- [TEXT TO READ]:
- - - - -

On Culture 2

I want to follow up on my previous post on culture and elaborate on the topic through some further analysis.
So, there are two questions that come naturally after plotting the 6 cultural dimensions of Hofstede's framework:

1. Do some dimensions correlate with each other. In other words, do countries that score high one one dimension also score high on another.
2. Given these dimensions, which countries are more similar to one another.

Correlation Analysis

The first question can easily be answered with a simple Pearson Correlation analysis. I plot the results in the correlation matrix below.

- - - - -

- [RECORD EXCERPTS]:
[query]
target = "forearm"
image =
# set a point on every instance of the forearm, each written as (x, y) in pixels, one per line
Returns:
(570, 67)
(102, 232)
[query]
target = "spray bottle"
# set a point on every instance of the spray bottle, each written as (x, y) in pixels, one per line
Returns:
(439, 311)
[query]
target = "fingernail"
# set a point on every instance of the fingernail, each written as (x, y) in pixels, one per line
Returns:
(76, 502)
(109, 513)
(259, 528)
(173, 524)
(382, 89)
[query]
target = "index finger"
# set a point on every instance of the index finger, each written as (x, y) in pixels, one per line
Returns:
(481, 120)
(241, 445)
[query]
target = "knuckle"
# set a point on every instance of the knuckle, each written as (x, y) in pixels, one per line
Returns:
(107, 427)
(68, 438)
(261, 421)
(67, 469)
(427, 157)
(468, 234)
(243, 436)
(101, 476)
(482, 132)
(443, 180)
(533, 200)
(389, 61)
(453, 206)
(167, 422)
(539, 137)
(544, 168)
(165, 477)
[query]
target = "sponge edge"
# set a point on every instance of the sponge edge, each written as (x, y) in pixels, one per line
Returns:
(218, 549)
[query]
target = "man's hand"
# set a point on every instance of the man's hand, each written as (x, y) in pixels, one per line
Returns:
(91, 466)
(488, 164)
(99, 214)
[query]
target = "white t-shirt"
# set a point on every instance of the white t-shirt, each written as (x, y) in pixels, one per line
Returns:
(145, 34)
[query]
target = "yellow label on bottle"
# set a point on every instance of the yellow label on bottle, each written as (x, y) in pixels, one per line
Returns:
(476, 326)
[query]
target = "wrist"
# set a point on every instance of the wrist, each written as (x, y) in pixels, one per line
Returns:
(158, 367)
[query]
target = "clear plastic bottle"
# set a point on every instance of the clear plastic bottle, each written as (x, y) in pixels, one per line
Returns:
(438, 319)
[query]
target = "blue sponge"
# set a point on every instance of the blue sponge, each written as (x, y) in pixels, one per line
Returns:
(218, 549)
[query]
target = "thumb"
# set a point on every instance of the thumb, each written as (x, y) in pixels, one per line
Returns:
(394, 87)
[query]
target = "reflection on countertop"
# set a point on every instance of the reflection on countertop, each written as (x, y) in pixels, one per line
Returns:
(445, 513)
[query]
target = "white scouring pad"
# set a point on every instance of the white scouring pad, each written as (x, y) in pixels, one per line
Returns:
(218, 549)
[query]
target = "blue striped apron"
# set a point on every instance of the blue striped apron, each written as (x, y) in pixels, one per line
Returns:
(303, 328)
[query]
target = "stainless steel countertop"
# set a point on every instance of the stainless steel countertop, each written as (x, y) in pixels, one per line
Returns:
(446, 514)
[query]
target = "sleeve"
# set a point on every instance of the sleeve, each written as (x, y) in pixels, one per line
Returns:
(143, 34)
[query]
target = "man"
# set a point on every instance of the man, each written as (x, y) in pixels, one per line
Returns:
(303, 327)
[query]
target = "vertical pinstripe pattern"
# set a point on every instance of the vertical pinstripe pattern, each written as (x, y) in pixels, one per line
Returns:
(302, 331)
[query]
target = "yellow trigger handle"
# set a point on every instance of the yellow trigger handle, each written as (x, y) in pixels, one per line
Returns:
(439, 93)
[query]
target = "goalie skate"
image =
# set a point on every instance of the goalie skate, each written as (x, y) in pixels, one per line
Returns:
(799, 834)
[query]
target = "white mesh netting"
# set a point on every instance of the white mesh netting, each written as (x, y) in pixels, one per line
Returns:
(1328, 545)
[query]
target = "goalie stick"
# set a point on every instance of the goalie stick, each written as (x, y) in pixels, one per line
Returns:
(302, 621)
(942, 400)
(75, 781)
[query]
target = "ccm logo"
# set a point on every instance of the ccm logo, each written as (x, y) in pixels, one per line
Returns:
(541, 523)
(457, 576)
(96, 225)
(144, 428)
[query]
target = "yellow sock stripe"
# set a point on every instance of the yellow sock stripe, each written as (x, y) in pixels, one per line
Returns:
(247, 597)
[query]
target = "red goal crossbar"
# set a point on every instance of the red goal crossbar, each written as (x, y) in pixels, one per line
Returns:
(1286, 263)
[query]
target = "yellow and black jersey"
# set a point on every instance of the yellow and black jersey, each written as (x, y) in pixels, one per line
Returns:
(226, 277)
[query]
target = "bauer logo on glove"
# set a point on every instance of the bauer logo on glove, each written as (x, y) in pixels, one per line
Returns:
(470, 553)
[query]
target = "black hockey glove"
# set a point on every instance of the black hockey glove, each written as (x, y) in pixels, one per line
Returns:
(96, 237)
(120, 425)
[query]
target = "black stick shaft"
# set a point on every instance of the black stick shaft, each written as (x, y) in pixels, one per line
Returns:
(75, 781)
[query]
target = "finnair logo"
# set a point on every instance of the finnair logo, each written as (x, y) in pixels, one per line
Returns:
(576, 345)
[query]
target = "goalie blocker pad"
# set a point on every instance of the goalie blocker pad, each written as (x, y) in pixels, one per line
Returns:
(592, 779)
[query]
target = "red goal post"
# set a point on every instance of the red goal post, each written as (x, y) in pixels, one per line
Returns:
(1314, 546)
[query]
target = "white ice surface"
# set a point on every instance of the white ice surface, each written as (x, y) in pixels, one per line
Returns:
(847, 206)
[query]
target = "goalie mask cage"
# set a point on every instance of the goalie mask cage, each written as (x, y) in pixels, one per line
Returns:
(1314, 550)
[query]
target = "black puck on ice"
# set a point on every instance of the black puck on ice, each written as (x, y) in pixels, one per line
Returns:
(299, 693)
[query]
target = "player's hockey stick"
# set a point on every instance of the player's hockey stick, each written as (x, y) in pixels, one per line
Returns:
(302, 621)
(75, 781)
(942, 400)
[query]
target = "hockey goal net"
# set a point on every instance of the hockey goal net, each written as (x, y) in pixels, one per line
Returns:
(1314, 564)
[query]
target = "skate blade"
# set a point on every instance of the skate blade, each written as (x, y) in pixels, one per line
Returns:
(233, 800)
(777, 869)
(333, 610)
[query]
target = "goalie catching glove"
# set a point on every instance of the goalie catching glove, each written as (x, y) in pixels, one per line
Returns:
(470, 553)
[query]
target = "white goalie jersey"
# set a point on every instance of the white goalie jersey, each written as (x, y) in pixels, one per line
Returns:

- - - - -

- [WRITTEN REQUEST A]:
In the post on Hofstede's cultural dimensions, what does the first of the two questions ask? Explain it in one to three sentences.
- [WRITTEN REQUEST B]:
Carry the post on Hofstede's cultural dimensions forward from its last sentence.

- [RIGHT ANSWER A]:
The first question asks whether some of the six cultural dimensions correlate with each other. In other words, it asks whether countries that score high on one dimension also score high on another.

- [RIGHT ANSWER B]:
Obviously, the strongest correlation is between Power Distance and Individualism. In this case the relation is negative, meaning that the higher a society scores on the Power Distance index, the lower it will score on the Individualism index (i.e. it will be a more collective society) and vice versa. Although this isn't exactly news to most people, it does leave several questions open: "Why do more collective societies do not question power legitimacy as much as individualistic societies?", "Is it the case that power left unchallenged would result in collectivism, or is it that collective societal structures would require a strong unquestioned power". Let me know what do you think in the comments below.

The second strongest correlation is between Long-term Orientation and Indulgence. Again, the relation is negative, meaning that the more long-term oriented a society is, the less accepting it will be to gratification from satisfying natural human drives (i.e. it will be more restraint). This makes a lot of sense - by definition long-term orientation will manifest itself into behaviours such as saving and education oneself for the future. These are behaviours that naturally require restraining yourself from immediate gratification to reach a goal in the future - for example, when you choose to stay home and study for an exam instead of going out to party. The fact that the link is weaker suggests that there is more to it than that and indulgence does not necessarily result in short-termism.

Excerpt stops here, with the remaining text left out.